:: Aufgabenstellung ::
Ersetze in allen folgenden Einträgen „segmentation“ durch „outline“ und gib die Einträge sonst unverändert wieder.
━━━━━━━━━━━━━━━━━━━━
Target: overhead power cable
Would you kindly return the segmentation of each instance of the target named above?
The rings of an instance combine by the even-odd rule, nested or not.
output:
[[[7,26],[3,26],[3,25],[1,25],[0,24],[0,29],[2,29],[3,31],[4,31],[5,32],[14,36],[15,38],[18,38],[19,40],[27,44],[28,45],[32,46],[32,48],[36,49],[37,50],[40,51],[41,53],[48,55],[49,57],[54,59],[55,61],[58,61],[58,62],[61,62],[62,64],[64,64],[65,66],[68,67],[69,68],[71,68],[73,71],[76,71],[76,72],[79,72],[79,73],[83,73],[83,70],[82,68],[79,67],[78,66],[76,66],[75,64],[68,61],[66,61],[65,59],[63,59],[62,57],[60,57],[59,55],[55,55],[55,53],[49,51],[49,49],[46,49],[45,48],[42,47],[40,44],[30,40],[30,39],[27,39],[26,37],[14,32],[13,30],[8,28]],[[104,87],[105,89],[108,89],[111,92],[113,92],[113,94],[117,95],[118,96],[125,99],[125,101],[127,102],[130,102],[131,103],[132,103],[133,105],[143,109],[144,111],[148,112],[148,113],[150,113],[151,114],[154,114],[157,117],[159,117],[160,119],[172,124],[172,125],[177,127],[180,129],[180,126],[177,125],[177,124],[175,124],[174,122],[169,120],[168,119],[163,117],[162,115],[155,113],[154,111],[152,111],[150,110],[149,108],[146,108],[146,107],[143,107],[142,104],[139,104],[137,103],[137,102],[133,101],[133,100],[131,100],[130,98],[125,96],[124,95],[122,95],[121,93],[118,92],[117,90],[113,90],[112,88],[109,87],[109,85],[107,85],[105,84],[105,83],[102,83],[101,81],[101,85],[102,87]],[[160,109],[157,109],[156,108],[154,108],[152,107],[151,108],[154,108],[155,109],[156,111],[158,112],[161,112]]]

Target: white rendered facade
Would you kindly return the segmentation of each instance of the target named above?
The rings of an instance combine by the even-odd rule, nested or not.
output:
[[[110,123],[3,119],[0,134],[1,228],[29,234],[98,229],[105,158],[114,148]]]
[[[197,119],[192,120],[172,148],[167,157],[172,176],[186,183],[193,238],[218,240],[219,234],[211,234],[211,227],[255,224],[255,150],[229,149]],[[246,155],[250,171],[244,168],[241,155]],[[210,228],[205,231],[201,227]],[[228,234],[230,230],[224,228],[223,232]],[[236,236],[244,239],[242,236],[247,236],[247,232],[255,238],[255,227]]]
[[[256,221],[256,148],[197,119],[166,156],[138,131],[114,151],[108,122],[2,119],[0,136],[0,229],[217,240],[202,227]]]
━━━━━━━━━━━━━━━━━━━━
:: Lösung ::
Target: overhead power cable
Would you kindly return the outline of each instance of the target named above?
The rings of an instance combine by the even-odd rule, nested or not.
output:
[[[7,26],[3,26],[3,25],[1,25],[0,24],[0,29],[2,29],[3,31],[4,31],[5,32],[14,36],[15,38],[18,38],[19,40],[27,44],[28,45],[32,46],[32,48],[36,49],[37,50],[40,51],[41,53],[48,55],[49,57],[54,59],[55,61],[58,61],[58,62],[61,62],[62,64],[64,64],[65,66],[68,67],[69,68],[71,68],[73,71],[76,71],[76,72],[79,72],[79,73],[83,73],[83,70],[82,68],[79,67],[78,66],[76,66],[75,64],[68,61],[66,61],[65,59],[63,59],[62,57],[60,57],[59,55],[55,55],[55,53],[49,51],[49,49],[46,49],[45,48],[42,47],[40,44],[30,40],[30,39],[27,39],[26,37],[14,32],[13,30],[8,28]],[[104,87],[105,89],[108,89],[111,92],[113,92],[113,94],[117,95],[118,96],[125,99],[125,101],[127,102],[130,102],[131,103],[132,103],[133,105],[143,109],[144,111],[148,112],[148,113],[150,113],[151,114],[154,114],[157,117],[159,117],[160,119],[172,124],[172,125],[177,127],[180,129],[180,126],[177,125],[177,124],[175,124],[174,122],[169,120],[168,119],[163,117],[162,115],[155,113],[154,111],[152,111],[150,110],[149,108],[146,108],[146,107],[143,107],[142,104],[139,104],[137,103],[137,102],[133,101],[133,100],[131,100],[130,98],[125,96],[124,95],[122,95],[121,93],[118,92],[117,90],[113,90],[112,88],[109,87],[109,85],[107,85],[105,84],[105,83],[102,83],[101,81],[101,85],[102,87]],[[160,109],[157,109],[156,108],[154,108],[152,107],[151,108],[154,108],[155,109],[156,111],[158,112],[161,112]]]

Target: white rendered facade
Would you kindly return the outline of each instance of the target named above?
The rings of an instance combine by the even-odd rule, nested or not.
output:
[[[110,123],[3,119],[0,134],[1,228],[29,234],[98,229],[105,158],[114,148]]]
[[[197,119],[192,120],[172,148],[167,157],[172,176],[186,183],[193,238],[218,240],[219,234],[211,234],[211,227],[255,224],[255,150],[229,149]],[[246,155],[250,171],[244,168],[241,155]],[[210,228],[205,231],[201,227]],[[228,234],[230,230],[224,228],[223,232]],[[236,236],[244,239],[242,236],[247,236],[247,232],[255,238],[255,227]]]
[[[256,221],[256,148],[197,119],[166,156],[138,131],[114,151],[108,122],[2,119],[0,136],[0,229],[217,240],[202,227]]]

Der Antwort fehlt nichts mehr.